Exercise tasks:
#1 Answer these questions from the passage below about a visit to Rigolet, Labrador, one answer per line, marked like the questions:
(a) How many men did Rigolet send to WW1?
(b) On what date were the two men killed at Cambrai?
(c) What did the visitors send back to the community?
#2 Write a continuation of the passage below about a visit to Rigolet, Labrador, picking up after its final sentence.

— Begin Text shown —

On holiday in 2017 and visiting the tiny coastal Inuit community of Rigolet in Labrador, we were astonished to find a WW1 exhibition, and that – of the eight men they sent to WW1 – 4 were killed, all of them in 1917.  Almost incredibly, two of them were killed in the Battle of Cambrai.  both of them were with the Royal Newfoundland Regiment, and both were killed on the same day, 20 November 1917 – the start of the battle of Cambrai.  As part of our 100th anniversary visit to Cambrai to commemorate the 100th anniversary of my great-uncle’ death, we were able to visit the grave of one, and the commemorative plaque for the other as he has no known grave.  We sent pictures back to the community and it was a special honour to be able to do this, 100 years after the death of their ancestors.

— End Text shown —
— Begin Entries provided —

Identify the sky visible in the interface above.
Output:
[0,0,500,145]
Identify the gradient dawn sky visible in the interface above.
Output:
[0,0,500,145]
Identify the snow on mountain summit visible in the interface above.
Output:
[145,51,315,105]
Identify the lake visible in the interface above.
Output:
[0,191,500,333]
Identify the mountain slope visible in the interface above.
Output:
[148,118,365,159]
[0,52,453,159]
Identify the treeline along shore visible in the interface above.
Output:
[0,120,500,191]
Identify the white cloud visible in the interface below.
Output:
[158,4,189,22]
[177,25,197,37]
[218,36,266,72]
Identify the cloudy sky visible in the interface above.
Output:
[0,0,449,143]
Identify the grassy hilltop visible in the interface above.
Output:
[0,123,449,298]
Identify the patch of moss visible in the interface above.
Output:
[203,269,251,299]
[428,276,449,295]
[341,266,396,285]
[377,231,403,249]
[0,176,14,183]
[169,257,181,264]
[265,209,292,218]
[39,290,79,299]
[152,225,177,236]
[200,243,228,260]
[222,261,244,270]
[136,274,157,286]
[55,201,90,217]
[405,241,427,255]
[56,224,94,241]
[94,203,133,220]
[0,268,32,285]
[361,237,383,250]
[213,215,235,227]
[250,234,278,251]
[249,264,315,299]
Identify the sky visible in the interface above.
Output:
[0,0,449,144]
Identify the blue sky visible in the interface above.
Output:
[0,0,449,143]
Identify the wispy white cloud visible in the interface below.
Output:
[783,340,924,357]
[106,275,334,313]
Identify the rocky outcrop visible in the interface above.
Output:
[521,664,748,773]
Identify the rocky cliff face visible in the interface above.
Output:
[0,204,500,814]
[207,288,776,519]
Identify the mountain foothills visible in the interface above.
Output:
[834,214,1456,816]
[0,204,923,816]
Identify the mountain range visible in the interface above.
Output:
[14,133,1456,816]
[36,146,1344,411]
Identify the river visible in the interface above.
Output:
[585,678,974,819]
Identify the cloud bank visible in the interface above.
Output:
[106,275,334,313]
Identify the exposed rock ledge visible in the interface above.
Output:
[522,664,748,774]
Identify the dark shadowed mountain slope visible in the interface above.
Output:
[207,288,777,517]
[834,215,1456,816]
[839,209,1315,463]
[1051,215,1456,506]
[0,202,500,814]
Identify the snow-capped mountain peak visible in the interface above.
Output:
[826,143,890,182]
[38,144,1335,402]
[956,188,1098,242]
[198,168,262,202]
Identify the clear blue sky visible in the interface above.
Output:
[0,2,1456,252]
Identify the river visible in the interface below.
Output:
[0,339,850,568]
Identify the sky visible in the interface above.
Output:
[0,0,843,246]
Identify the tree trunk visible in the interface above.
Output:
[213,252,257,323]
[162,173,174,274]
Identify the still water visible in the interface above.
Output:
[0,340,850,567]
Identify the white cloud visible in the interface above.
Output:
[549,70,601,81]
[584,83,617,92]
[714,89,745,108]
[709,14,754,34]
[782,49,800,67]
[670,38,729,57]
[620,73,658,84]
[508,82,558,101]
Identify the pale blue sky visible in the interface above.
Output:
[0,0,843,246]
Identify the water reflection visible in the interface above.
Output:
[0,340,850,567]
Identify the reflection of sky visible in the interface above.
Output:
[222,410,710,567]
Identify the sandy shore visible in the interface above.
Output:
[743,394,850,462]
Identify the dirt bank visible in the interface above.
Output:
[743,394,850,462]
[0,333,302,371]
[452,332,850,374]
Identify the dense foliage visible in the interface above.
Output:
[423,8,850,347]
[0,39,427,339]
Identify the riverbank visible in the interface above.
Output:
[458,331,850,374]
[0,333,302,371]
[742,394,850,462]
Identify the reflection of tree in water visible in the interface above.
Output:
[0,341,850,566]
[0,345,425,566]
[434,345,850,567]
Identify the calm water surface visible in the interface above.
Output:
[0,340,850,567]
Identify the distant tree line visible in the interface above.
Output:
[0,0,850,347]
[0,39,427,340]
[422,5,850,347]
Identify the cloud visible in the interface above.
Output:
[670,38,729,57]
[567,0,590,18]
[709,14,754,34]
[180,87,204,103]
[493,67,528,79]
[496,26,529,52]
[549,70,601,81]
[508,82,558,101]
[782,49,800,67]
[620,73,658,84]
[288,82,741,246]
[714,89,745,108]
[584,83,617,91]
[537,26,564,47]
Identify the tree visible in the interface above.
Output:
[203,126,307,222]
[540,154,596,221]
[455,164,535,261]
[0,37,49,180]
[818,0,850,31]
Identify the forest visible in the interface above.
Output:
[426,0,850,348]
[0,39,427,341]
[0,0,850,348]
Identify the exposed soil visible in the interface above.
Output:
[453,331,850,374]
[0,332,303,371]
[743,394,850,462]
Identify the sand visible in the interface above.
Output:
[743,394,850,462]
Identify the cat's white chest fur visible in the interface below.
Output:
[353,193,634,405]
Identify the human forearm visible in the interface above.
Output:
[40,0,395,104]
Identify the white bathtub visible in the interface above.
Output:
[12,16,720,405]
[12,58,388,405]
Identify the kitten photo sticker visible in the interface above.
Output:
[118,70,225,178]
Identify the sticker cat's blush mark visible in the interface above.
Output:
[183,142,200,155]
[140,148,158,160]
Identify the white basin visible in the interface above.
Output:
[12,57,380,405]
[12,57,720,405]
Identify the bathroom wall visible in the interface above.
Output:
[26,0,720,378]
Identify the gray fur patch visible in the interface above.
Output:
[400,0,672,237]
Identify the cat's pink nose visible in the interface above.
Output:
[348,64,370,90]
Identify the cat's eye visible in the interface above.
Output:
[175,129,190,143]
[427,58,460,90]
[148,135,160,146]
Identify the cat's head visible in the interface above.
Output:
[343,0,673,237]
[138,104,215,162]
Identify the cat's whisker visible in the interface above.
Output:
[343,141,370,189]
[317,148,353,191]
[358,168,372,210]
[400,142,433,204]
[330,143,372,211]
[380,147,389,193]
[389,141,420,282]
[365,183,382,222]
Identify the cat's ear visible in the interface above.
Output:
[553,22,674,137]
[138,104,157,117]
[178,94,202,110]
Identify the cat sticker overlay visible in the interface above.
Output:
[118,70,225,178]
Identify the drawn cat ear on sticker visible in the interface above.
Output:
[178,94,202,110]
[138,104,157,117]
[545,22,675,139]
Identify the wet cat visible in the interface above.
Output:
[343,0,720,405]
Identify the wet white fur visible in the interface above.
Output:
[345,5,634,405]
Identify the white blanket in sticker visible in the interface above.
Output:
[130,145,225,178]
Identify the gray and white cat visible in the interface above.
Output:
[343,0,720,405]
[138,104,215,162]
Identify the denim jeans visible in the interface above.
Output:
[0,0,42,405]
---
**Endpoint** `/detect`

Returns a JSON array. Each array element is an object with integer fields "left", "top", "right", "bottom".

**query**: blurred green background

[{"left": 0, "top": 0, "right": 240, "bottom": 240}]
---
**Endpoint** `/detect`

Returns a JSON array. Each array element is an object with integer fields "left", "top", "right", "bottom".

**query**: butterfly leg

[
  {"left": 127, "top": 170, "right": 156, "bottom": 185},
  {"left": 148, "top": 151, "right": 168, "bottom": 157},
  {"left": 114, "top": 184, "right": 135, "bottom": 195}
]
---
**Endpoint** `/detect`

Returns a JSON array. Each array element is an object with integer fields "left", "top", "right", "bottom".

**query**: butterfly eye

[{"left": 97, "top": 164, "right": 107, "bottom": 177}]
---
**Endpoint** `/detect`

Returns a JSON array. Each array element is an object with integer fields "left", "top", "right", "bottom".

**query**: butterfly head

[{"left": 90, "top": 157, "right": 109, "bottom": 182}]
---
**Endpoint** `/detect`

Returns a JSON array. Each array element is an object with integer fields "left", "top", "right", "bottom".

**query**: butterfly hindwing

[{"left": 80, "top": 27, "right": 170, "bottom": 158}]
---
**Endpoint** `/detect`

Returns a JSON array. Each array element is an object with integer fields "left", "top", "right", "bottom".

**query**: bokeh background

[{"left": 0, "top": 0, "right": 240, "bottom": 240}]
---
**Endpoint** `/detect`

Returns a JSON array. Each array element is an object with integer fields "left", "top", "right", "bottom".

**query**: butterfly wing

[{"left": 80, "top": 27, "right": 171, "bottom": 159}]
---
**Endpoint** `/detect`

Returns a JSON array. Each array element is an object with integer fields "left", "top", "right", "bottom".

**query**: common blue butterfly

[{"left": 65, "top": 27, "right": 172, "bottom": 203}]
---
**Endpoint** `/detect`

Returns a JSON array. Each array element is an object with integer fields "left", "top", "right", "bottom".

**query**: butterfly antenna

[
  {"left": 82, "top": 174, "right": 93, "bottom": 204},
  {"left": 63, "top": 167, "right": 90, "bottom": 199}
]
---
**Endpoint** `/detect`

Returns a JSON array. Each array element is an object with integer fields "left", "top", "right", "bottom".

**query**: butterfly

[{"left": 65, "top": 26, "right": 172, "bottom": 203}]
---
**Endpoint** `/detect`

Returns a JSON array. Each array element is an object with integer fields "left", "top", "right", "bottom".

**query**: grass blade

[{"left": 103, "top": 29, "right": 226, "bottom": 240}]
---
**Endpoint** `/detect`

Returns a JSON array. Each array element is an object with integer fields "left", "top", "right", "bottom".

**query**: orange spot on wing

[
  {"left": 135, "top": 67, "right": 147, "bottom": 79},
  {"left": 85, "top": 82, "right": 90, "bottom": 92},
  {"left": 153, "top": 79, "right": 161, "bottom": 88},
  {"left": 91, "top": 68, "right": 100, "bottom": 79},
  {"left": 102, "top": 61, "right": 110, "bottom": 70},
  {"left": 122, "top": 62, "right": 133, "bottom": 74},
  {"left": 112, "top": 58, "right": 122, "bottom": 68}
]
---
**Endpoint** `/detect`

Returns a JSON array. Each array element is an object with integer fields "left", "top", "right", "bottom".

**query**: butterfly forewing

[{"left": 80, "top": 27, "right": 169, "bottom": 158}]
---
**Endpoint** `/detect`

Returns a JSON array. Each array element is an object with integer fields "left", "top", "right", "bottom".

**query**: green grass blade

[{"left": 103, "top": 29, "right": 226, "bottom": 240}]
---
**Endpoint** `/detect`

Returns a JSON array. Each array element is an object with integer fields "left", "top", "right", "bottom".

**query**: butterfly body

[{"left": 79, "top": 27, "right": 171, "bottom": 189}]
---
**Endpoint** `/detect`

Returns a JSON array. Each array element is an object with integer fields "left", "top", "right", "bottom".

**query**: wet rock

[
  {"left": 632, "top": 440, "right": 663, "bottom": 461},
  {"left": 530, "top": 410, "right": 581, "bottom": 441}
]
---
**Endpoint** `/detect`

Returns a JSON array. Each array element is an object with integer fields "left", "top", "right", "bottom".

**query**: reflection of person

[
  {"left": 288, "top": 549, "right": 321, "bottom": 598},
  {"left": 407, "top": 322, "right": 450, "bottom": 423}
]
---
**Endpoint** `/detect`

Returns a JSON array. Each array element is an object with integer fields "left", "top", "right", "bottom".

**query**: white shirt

— End Entries provided —

Results:
#1
(a) Eight.
(b) 20 November 1917.
(c) Pictures.

#2
Ypres

Our family lost three great-uncles to the First World War, all in the latter part of 1917.  One at Rouen (died of wounds), who had a body and a headstone, one to the 3rd Battle of Ypres, at Poelkapelle (Passchendaele).  One third of all the British dead in WW1 died at Ypres, in the terrible mud.  What a bleak autumn and winter that must have been.  I determined that, as far as was possible, we should walk the line of the last day of each of them, exactly 100 years later.  The great uncle killed at Ypres has no known grave.  So many men died at Ypres with no known grave that the Menin Gate arch was not big enough for all their names to be inscribed.  Another two-thirds are listed at Tyne Cot outside Ypres – the biggest British military cemetery in the world.  He is commemorated at Panel 77.  When my husband and I first visited Tyne Cot, we assumed – with so many panels – that his must be near the end.  So, to find his name, we started at the end.  The last panel, with two high columns of names, was Number 164: so Panel 77 is in the middle, not the end.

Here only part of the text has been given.